▶ _WORK TO BE COMPLETED_
Without altering anything, repeat each of the records.

▶ _DATA LINES_
------------------------------------------------

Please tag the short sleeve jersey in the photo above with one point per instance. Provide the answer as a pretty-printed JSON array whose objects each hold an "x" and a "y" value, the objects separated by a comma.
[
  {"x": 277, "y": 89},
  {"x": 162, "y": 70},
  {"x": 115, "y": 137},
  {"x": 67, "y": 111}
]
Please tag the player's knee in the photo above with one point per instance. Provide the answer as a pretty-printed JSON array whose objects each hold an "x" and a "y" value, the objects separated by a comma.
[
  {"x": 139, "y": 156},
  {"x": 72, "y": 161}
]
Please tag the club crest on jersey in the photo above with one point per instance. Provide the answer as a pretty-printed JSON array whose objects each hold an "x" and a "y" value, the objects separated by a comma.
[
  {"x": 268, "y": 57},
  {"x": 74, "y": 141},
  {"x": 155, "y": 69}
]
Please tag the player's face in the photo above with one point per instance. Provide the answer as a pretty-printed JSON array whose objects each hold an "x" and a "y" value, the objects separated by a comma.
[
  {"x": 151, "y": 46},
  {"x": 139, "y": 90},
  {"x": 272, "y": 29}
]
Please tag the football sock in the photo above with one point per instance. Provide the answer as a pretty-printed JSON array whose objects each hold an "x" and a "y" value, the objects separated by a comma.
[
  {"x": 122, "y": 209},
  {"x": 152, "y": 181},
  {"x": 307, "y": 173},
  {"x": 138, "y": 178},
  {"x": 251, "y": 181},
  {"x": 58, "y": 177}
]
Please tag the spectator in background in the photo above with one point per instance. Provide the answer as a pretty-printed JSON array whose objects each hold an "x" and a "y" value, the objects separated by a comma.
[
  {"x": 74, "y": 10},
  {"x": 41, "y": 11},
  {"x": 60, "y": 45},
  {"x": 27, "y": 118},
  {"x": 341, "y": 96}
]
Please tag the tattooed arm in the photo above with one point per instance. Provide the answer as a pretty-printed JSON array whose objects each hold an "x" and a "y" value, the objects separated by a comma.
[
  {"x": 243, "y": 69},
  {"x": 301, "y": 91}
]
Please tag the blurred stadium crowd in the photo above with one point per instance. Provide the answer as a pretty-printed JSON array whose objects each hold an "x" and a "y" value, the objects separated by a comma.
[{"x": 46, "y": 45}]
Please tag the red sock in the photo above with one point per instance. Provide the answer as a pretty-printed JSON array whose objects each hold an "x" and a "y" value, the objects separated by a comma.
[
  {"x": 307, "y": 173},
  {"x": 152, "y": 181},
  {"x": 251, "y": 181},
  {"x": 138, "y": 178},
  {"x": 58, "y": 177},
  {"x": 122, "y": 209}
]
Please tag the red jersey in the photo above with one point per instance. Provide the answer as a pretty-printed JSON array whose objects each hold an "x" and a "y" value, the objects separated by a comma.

------------------------------------------------

▶ _REPLY_
Please tag the short sleeve jersey in the photo above with one point per instance. Provide the answer as a pretty-printed JSON array whose objects each hold an "x" and a "y" value, the objects separated by a comma.
[
  {"x": 277, "y": 89},
  {"x": 162, "y": 70},
  {"x": 115, "y": 137},
  {"x": 67, "y": 111}
]
Please tag the player's knee in the photo above with one point per instance. Provide the answer as a pretty-printed JSON array whose objects each hold an "x" and a "y" value, the objects separated by a comma.
[
  {"x": 139, "y": 156},
  {"x": 72, "y": 161}
]
Please tag the club crest on jersey in the photo above with one point per instance. Provide the answer as a pretty-printed JSON array whose objects each hold an "x" and a "y" value, the objects separated by a comma.
[
  {"x": 268, "y": 57},
  {"x": 74, "y": 141},
  {"x": 155, "y": 69}
]
Please tag the player's face in the photo above with one point per instance. Provide the answer as a pretty-printed JSON array whose objects each hold an "x" and a "y" value, the objects separated by a comma.
[
  {"x": 151, "y": 46},
  {"x": 139, "y": 90},
  {"x": 272, "y": 29}
]
Please tag the football sock in the photo above with one point per instance. Provide the answer as a pretty-printed JSON array whose objects each hold an "x" and a "y" value, the objects separated by a comma.
[
  {"x": 122, "y": 209},
  {"x": 152, "y": 181},
  {"x": 307, "y": 173},
  {"x": 138, "y": 178},
  {"x": 251, "y": 181},
  {"x": 58, "y": 177}
]
Please tag the spectator in background in the photo above with one point per instance. Provide the answer as a pretty-printed JSON array whose objects each hold an "x" and a "y" value, the objects separated by a comma.
[
  {"x": 74, "y": 10},
  {"x": 41, "y": 11},
  {"x": 60, "y": 45},
  {"x": 27, "y": 118},
  {"x": 341, "y": 96}
]
Please tag the tattooed arm in the photo above with one point per instance. Provide the answer as a pretty-printed JSON array whose objects each hold an "x" and a "y" value, the objects separated by a comma.
[
  {"x": 243, "y": 69},
  {"x": 301, "y": 91}
]
Please tag the blurred stadium crowd in the photo above with one point per instance. Provide the answer as a pretty-printed JSON array whose objects each hold an "x" and a "y" value, the objects separated by a comma.
[{"x": 46, "y": 45}]
Please tag the red sock in the photo above with one point per instance. Provide the answer as a pretty-printed JSON array whose objects each hold an "x" and a "y" value, the objects separated by a comma.
[
  {"x": 307, "y": 173},
  {"x": 152, "y": 181},
  {"x": 251, "y": 181},
  {"x": 138, "y": 178},
  {"x": 58, "y": 177},
  {"x": 122, "y": 209}
]
Please tag the red jersey in the photo above with one point per instance. Provide the answer as a pretty-printed JSON array whose objects each hold an "x" and a "y" value, the objects separated by a comma.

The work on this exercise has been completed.